DOCUMENT:

Now to show that this scheme works in all cases, let us consider the special case when  $\{b^{(t)} = b^{(t-1)}\}$ . This is a jump instruction where the branch target is the branching instruction itself, that is, the instruction is waiting for an external event. Obviously, the first time this instruction iterates,  $B^{(t-1)}$  is not equal to  $b^{(t)}$ . Therefore, because we have a simple jump in this case, we simply

send  $b^{(t)}$ . The next time this instruction executes, the encoder recognizes it as the special case and will thus send  $b^{(t-1)} + S$  on the bus. This case is illustrated in the following table.

| $\mathbf{b}^{(t)}$ | B <sup>(t)</sup> |
|--------------------|------------------|
| 39                 | 39               |
| 39                 | 40               |
| 39                 | 39               |
| 39                 | 40               |

T0-C outperforms T0 due to the suppression of the redundant bit. The T0-C encoding decreases switching activity on an address bus by about 9% more than T0 code.

# 3.2 Offset-XOR-SM Code

The objective is to improve Offset-XOR-S code by properly encoding jumps with negative offset to reduce the bus activity. When we encounter a backward jump in an instruction trace, the resulting offset is negative. This negative number tends to have a small magnitude and when encoded in two's complement form, it contains many **one**'s.

In a typical application program, many small backward branches whose offsets are small negative numbers exist. Consider these offsets to be transition-signaled over the bus. A large number of bits switch on the bus because of these small negative numbers. For this reason, the performance (in terms of the average switching activity on the address bus) of the Offset-XOR and Offset-XOR-S codes is poor compared to known encoding techniques such as T0. We will refer to this problem as the "small negative offset problem."

RECORDS:
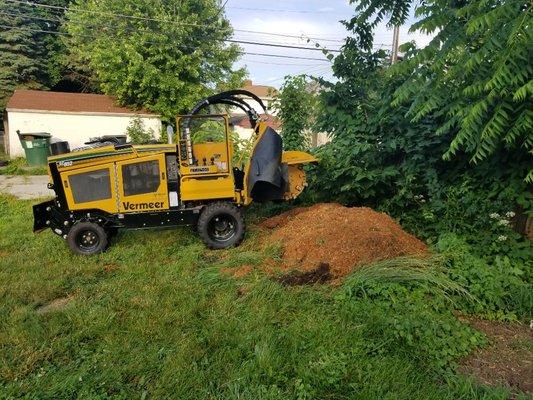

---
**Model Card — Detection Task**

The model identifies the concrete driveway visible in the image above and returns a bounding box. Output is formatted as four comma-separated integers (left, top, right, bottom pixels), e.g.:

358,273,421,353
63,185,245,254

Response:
0,175,54,199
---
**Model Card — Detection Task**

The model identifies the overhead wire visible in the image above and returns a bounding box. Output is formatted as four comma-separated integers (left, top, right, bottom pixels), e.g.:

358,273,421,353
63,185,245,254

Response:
0,25,331,62
5,0,350,42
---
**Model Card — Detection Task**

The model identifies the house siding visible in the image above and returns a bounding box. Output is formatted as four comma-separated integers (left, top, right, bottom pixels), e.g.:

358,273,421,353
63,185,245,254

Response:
6,109,161,157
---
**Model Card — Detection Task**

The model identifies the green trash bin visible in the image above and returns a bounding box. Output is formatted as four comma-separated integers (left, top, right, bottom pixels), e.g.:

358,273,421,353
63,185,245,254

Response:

OBJECTIVE:
Extend the passage on address bus encoding past its last sentence. The listing comes from a separate source unrelated to the text.

EXERCISE ANSWER:
In practice, although T0-XOR and Offset-XOR are very much alike, T0-XOR code outperforms Offset-XOR code noticeably [10]. This is because the "small negative offset problem," which is the Achille's Heel of Offset-XOR code, occurs much more frequently than the "consecutive source word XOR problem," which is the similar problem for T0-XOR code. Indeed, as reported in [10], the switching activity reduction for T0-XOR is 74% versus 41% for Offset-XOR.

In the following paragraphs, we describe a new coding technique (i.e., Offset-XOR-SM) to solve the "small negative offset problem."

Offset-XOR-SM encoder works as follows:

 $B^{(t)} = B^{(t-1)} \oplus LSBINV((b^{(t)} - b^{(t-1)}) - S)$ 

where the LSBInv(x) is a function that inverts all bits of x except the most significant one.

In Offset-XOR-SM code, when Offset – S is not negative, it is transition-signaled over the bus. Therefore, sequential addresses do not cause any activity on the bus (Offset – S = 0). However, if Offset – S is negative, then all bits except the MSB are inverted and then transition-signaled over the bus. Some examples of this inversion for a typical 32-bit bus have been presented in the following table.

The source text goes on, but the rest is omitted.